-- Start --

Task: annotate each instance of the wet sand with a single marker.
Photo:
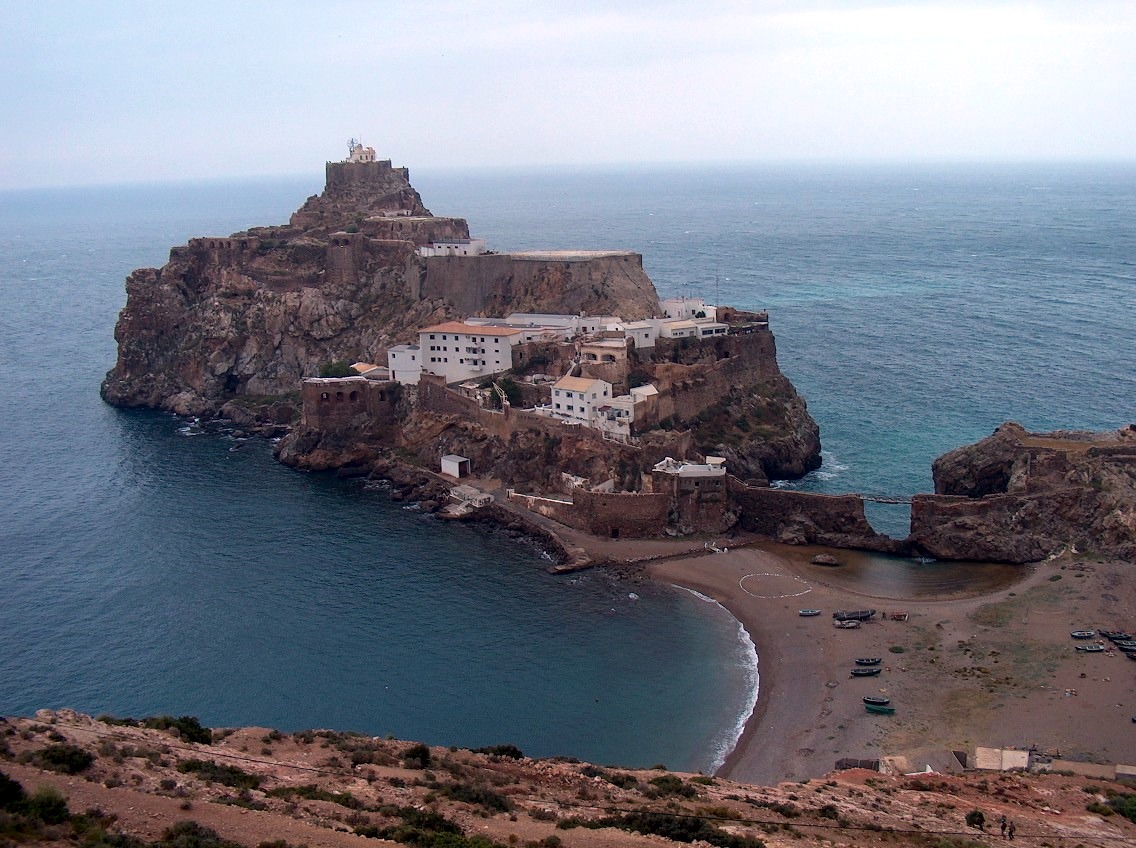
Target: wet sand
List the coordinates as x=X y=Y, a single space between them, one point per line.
x=986 y=661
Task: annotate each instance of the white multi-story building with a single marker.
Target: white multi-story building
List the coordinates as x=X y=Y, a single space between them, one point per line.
x=579 y=398
x=687 y=308
x=453 y=247
x=458 y=351
x=404 y=363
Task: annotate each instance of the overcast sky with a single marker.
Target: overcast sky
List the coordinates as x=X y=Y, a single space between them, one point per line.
x=103 y=92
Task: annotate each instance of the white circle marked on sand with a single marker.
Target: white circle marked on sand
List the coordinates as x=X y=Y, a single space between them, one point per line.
x=774 y=585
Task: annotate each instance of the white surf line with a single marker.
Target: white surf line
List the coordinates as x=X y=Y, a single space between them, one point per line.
x=741 y=584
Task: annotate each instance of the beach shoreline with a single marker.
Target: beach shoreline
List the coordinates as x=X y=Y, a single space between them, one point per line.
x=940 y=666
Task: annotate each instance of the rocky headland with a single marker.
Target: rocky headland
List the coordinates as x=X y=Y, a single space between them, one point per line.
x=1020 y=497
x=244 y=317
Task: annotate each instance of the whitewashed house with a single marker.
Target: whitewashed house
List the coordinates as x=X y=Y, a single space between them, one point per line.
x=459 y=351
x=579 y=398
x=404 y=363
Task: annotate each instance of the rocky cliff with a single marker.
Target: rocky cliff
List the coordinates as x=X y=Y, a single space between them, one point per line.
x=253 y=313
x=1020 y=497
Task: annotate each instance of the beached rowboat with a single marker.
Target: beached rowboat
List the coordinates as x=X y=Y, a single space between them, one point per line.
x=859 y=615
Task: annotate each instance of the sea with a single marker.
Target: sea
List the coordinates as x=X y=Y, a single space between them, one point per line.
x=159 y=565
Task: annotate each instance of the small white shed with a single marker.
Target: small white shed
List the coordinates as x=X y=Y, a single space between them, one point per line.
x=456 y=466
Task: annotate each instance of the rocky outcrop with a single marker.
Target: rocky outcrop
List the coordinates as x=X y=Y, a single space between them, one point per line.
x=1020 y=497
x=253 y=313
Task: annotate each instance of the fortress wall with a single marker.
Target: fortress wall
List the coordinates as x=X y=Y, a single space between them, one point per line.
x=803 y=517
x=703 y=372
x=623 y=514
x=345 y=404
x=501 y=283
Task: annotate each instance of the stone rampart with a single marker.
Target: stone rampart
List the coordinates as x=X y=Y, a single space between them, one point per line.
x=339 y=405
x=502 y=283
x=805 y=517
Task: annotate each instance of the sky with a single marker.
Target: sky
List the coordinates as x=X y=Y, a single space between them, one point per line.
x=99 y=92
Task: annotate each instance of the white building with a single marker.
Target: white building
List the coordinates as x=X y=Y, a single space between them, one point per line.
x=458 y=350
x=678 y=330
x=404 y=363
x=577 y=324
x=712 y=467
x=358 y=152
x=579 y=398
x=642 y=333
x=453 y=247
x=687 y=308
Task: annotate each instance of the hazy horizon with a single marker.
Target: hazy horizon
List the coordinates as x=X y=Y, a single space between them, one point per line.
x=106 y=93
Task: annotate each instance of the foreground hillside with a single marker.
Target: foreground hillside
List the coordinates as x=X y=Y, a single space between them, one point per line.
x=253 y=786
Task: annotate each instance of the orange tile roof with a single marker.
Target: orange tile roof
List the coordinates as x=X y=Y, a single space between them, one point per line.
x=458 y=326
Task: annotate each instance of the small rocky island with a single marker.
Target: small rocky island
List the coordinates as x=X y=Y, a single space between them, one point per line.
x=379 y=339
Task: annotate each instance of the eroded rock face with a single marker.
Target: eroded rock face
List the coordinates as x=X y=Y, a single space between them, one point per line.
x=1020 y=497
x=253 y=313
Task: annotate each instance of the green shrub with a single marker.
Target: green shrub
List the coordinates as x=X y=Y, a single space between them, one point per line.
x=191 y=834
x=509 y=751
x=679 y=829
x=417 y=756
x=669 y=784
x=64 y=758
x=46 y=805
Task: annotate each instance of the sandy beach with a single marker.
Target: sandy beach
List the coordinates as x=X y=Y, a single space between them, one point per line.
x=965 y=670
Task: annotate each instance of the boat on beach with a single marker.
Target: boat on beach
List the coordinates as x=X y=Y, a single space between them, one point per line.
x=858 y=615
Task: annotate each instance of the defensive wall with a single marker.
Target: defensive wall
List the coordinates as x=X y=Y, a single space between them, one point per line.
x=334 y=405
x=494 y=283
x=344 y=175
x=805 y=517
x=608 y=514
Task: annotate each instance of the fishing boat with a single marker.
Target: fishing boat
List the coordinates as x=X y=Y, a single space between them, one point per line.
x=859 y=615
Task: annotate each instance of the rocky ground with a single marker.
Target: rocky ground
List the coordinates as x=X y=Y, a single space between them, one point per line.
x=253 y=786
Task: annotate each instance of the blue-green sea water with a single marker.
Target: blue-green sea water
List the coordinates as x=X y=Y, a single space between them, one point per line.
x=151 y=565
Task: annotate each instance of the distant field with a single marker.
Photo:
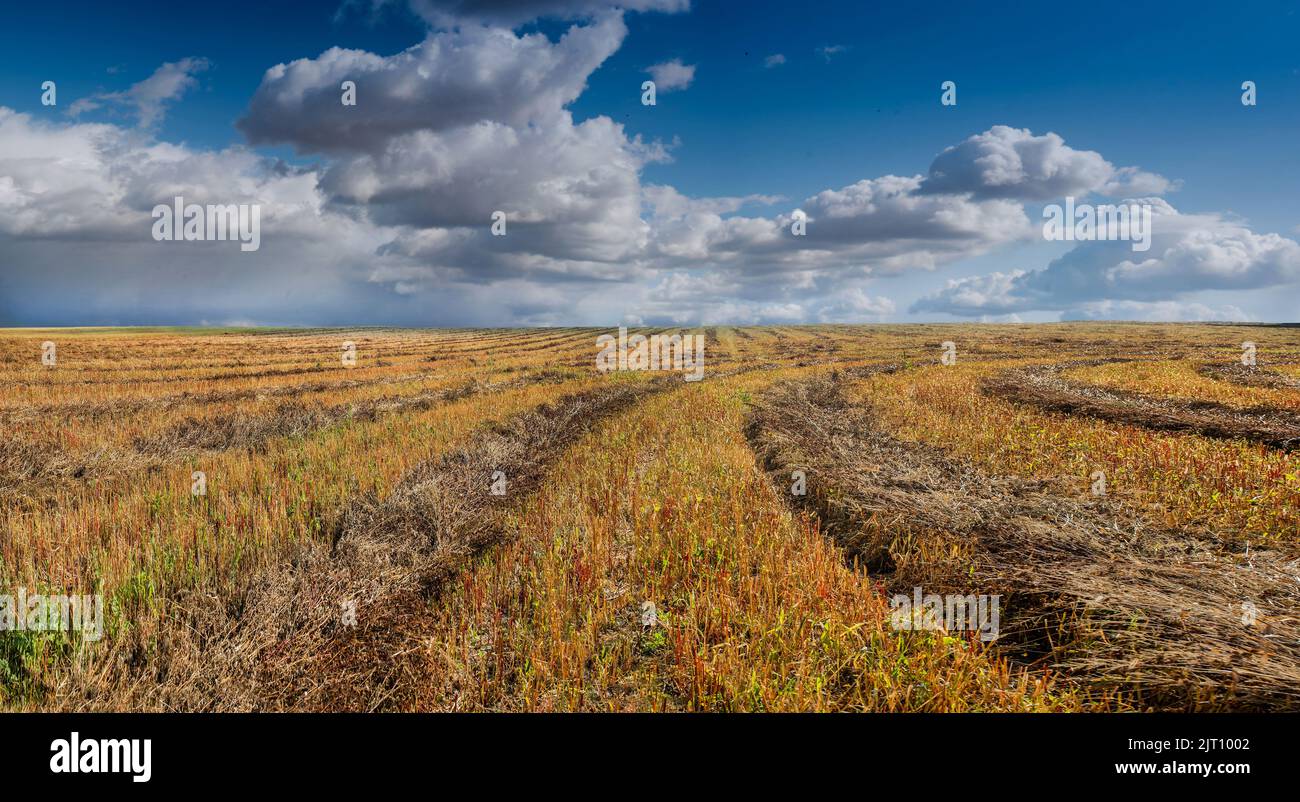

-- End --

Written problem: Present all the entries above as a Markdown table with the columns Number and Text, giving each line its own row and skipping blank lines. Leave the pictures out.

Exercise response:
| Number | Text |
|---|---|
| 1 | Task: annotate each instance of the wet sand with a single marker. |
| 2 | Photo: |
| 3 | Target: wet sand |
| 4 | List the coordinates as x=X y=Y, a single space between them, one point per line. |
| 5 | x=986 y=661 |
| 6 | Task: annotate each instance of the white multi-story building with a single marker. |
| 7 | Target: white multi-story building |
| 8 | List the coordinates as x=X y=Y, a single space between them, one point per line. |
| 9 | x=579 y=398 |
| 10 | x=687 y=308 |
| 11 | x=453 y=247 |
| 12 | x=458 y=351 |
| 13 | x=404 y=363 |
| 14 | Task: annotate each instance of the overcast sky with a single marker. |
| 15 | Target: overcast sky |
| 16 | List the coordinates as x=X y=Y, a single space between them, one point per line. |
| 17 | x=103 y=92 |
| 18 | Task: annotate each instance of the white circle marked on sand with a single marker. |
| 19 | Target: white circle marked on sand |
| 20 | List the coordinates as x=X y=Y, a single space between them, one point per line. |
| 21 | x=774 y=585 |
| 22 | Task: annotate each instance of the white surf line with a single marker. |
| 23 | Target: white surf line |
| 24 | List the coordinates as x=X y=Y, a single space between them, one point per line. |
| 25 | x=741 y=584 |
| 26 | Task: annotate each instance of the beach shoreline with a single marker. |
| 27 | Target: beach shoreline |
| 28 | List the coordinates as x=X y=Y, a single space between them, one point per line. |
| 29 | x=940 y=666 |
| 30 | Task: annotate each instance of the rocky headland with a single marker. |
| 31 | Target: rocky headland |
| 32 | List the coordinates as x=X y=Y, a single space between them, one point per line. |
| 33 | x=1020 y=497 |
| 34 | x=244 y=317 |
| 35 | Task: annotate each instance of the whitewashed house with a single marker. |
| 36 | Target: whitewashed house |
| 37 | List the coordinates as x=X y=Y, a single space between them, one point per line. |
| 38 | x=459 y=351 |
| 39 | x=579 y=398 |
| 40 | x=404 y=363 |
| 41 | Task: annotate each instance of the rocky cliff with a single marker. |
| 42 | Target: rocky cliff |
| 43 | List the coordinates as x=X y=Y, a single space between them, one point per line. |
| 44 | x=253 y=313 |
| 45 | x=1020 y=497 |
| 46 | Task: annotate each instance of the beached rowboat with a single marker. |
| 47 | Target: beached rowboat |
| 48 | List the coordinates as x=X y=Y, a single space between them, one point per line. |
| 49 | x=859 y=615 |
| 50 | Task: annotate each instance of the sea with a single marker. |
| 51 | Target: sea |
| 52 | List the coordinates as x=X y=Y, a single space between them, one point per line. |
| 53 | x=159 y=565 |
| 54 | Task: annotate each instance of the small white shed with a single marker. |
| 55 | Target: small white shed |
| 56 | List the coordinates as x=X y=Y, a single space between them, one point per line. |
| 57 | x=456 y=466 |
| 58 | Task: annotate each instance of the rocky outcrop with a single marker. |
| 59 | Target: rocky outcrop |
| 60 | List the coordinates as x=X y=Y, a single space between them, one point per line. |
| 61 | x=1020 y=497 |
| 62 | x=253 y=313 |
| 63 | Task: annotate each instance of the fortress wall with a single marker. |
| 64 | Target: fortress wall |
| 65 | List the coordinates as x=X y=Y, a single space between them, one point per line. |
| 66 | x=803 y=517 |
| 67 | x=703 y=372 |
| 68 | x=623 y=514 |
| 69 | x=345 y=404 |
| 70 | x=501 y=283 |
| 71 | Task: annotate each instance of the stone rampart with a single marker. |
| 72 | Target: stone rampart |
| 73 | List the coordinates as x=X y=Y, a single space between them, one point per line. |
| 74 | x=339 y=405 |
| 75 | x=502 y=283 |
| 76 | x=805 y=517 |
| 77 | Task: annotate each instance of the sky with a single marker. |
| 78 | Target: sky |
| 79 | List the coordinates as x=X y=Y, a single space between them, one point per line. |
| 80 | x=99 y=92 |
| 81 | Task: annotate each instance of the white building with a single marker. |
| 82 | Target: white building |
| 83 | List the coordinates as x=X y=Y, a single space between them, one point per line. |
| 84 | x=458 y=350 |
| 85 | x=678 y=330 |
| 86 | x=404 y=363 |
| 87 | x=577 y=324 |
| 88 | x=712 y=467 |
| 89 | x=358 y=152 |
| 90 | x=579 y=398 |
| 91 | x=642 y=333 |
| 92 | x=453 y=247 |
| 93 | x=687 y=308 |
| 94 | Task: annotate each instance of the hazy horizon with a single marker. |
| 95 | Target: hazy horizon |
| 96 | List the coordinates as x=X y=Y, a single space between them, one point per line. |
| 97 | x=106 y=93 |
| 98 | Task: annotate each instance of the foreground hillside with a single marker. |
| 99 | Target: foreground hillside |
| 100 | List the coordinates as x=X y=Y, a single space between them, one point per line. |
| 101 | x=253 y=786 |
| 102 | Task: annotate each instance of the orange tile roof with a single marker. |
| 103 | Target: orange tile roof |
| 104 | List the coordinates as x=X y=Y, a single space between them, one point per line. |
| 105 | x=458 y=326 |
| 106 | Task: annotate each instance of the small rocky island with a single marker. |
| 107 | Target: small rocky island |
| 108 | List the coordinates as x=X y=Y, a single space between them, one point per line. |
| 109 | x=379 y=339 |
| 110 | Task: annotate each instance of the eroded rock face with a single marker. |
| 111 | Target: eroded rock face |
| 112 | List the coordinates as x=X y=Y, a single space between them, one point per line. |
| 113 | x=1020 y=497 |
| 114 | x=253 y=313 |
| 115 | Task: annotate each instance of the green shrub with a single marker. |
| 116 | Target: green shrub |
| 117 | List the coordinates as x=X y=Y, a single space between them, one point per line. |
| 118 | x=191 y=834 |
| 119 | x=509 y=751 |
| 120 | x=679 y=829 |
| 121 | x=417 y=756 |
| 122 | x=669 y=784 |
| 123 | x=64 y=758 |
| 124 | x=46 y=805 |
| 125 | Task: annotate each instance of the sandy beach with a single marker. |
| 126 | Target: sandy beach |
| 127 | List the coordinates as x=X y=Y, a single space between them, one point per line. |
| 128 | x=965 y=670 |
| 129 | Task: annotate each instance of the boat on beach with a single marker. |
| 130 | Target: boat on beach |
| 131 | List the coordinates as x=X y=Y, a single space between them, one point per line. |
| 132 | x=858 y=615 |
| 133 | Task: annotate each instance of the defensive wall with a single marker. |
| 134 | Target: defensive wall |
| 135 | List the coordinates as x=X y=Y, a single space between them, one point per line. |
| 136 | x=334 y=405 |
| 137 | x=494 y=283 |
| 138 | x=344 y=175 |
| 139 | x=805 y=517 |
| 140 | x=608 y=514 |
| 141 | Task: annotate each instance of the fishing boat with a single marker. |
| 142 | Target: fishing boat |
| 143 | List the coordinates as x=X y=Y, a single space between them, one point per line. |
| 144 | x=859 y=615 |
| 145 | Task: annotate each instance of the rocky ground with a single marker. |
| 146 | Target: rocky ground |
| 147 | List the coordinates as x=X y=Y, a single space between them, one point per line. |
| 148 | x=253 y=786 |
| 149 | Task: annotate each instance of the blue-green sea water with a single marker. |
| 150 | Target: blue-green sea water |
| 151 | List the coordinates as x=X y=Y, a single space between them, one point per line. |
| 152 | x=151 y=565 |
| 153 | Task: annotate each instance of the distant field with a single marker. |
| 154 | Photo: |